**Given data**
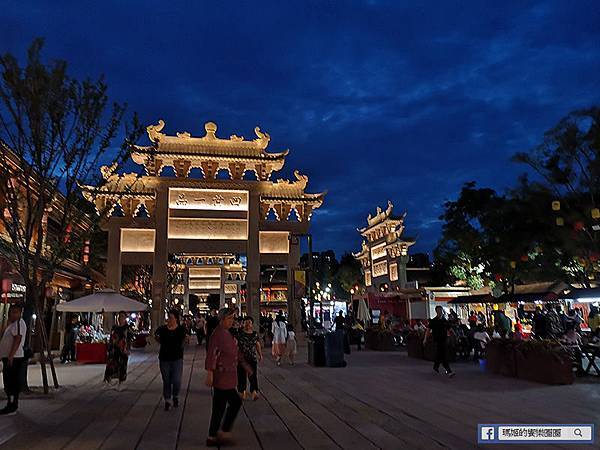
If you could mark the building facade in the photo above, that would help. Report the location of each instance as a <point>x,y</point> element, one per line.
<point>206,205</point>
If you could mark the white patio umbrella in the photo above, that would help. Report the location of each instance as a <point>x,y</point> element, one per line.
<point>363,311</point>
<point>105,300</point>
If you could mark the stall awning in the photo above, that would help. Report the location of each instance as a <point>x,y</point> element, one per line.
<point>583,295</point>
<point>480,298</point>
<point>105,300</point>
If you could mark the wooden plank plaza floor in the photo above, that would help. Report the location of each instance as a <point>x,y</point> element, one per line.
<point>381,400</point>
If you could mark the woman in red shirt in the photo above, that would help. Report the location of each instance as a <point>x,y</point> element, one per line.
<point>221,374</point>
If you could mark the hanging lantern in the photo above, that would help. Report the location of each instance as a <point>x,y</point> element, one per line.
<point>68,233</point>
<point>86,252</point>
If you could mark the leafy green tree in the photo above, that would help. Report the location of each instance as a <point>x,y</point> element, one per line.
<point>567,163</point>
<point>55,130</point>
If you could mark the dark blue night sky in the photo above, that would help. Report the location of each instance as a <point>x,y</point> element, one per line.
<point>376,100</point>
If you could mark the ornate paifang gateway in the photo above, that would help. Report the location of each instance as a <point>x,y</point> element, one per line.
<point>151,217</point>
<point>210,154</point>
<point>384,253</point>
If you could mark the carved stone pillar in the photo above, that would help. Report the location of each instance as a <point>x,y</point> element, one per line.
<point>294,304</point>
<point>253,258</point>
<point>161,255</point>
<point>113,262</point>
<point>402,279</point>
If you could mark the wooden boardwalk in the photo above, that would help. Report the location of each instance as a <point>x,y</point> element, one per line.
<point>381,400</point>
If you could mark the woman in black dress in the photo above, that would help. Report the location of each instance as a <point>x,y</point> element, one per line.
<point>118,351</point>
<point>171,338</point>
<point>250,350</point>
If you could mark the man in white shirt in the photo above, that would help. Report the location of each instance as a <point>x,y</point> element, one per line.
<point>11,352</point>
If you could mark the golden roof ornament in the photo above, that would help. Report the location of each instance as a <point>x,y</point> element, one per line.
<point>211,130</point>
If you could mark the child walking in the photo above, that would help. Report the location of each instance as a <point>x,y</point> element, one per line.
<point>291,346</point>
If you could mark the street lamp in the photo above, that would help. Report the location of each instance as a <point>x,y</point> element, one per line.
<point>309,289</point>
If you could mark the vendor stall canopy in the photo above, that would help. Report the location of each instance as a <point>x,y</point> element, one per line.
<point>105,300</point>
<point>542,292</point>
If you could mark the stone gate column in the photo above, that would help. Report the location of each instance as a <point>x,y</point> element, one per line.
<point>161,255</point>
<point>253,257</point>
<point>113,265</point>
<point>402,278</point>
<point>293,303</point>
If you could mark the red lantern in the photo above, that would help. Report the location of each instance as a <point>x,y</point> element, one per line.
<point>68,233</point>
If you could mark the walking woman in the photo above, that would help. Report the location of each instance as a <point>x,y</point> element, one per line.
<point>118,351</point>
<point>279,330</point>
<point>291,347</point>
<point>171,338</point>
<point>221,375</point>
<point>13,357</point>
<point>251,352</point>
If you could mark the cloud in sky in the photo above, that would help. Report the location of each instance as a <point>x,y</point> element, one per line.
<point>377,100</point>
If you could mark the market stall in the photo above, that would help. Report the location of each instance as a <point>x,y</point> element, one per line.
<point>521,304</point>
<point>91,340</point>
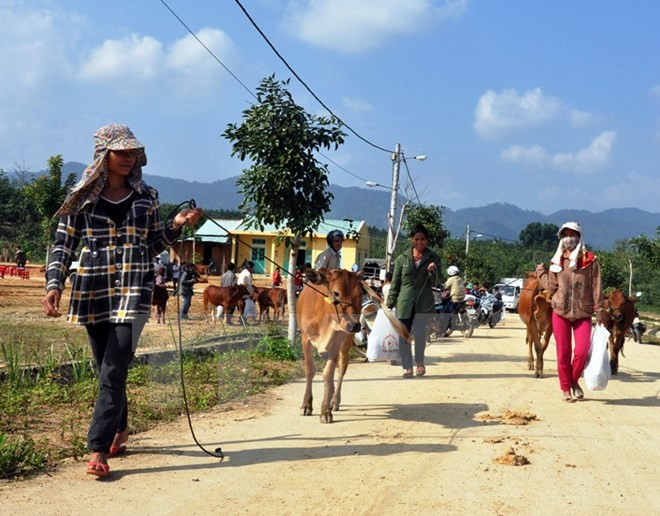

**Task goal**
With the pictures left out, write out exactly the lines from the line containing "If you could mark the market" through the last line of the entries above, both ends included, and no others.

**The answer**
If you could mark the market stall in the photo above, that would help. Report the location of each instance as a <point>x,y</point> element, one per line.
<point>521,304</point>
<point>91,340</point>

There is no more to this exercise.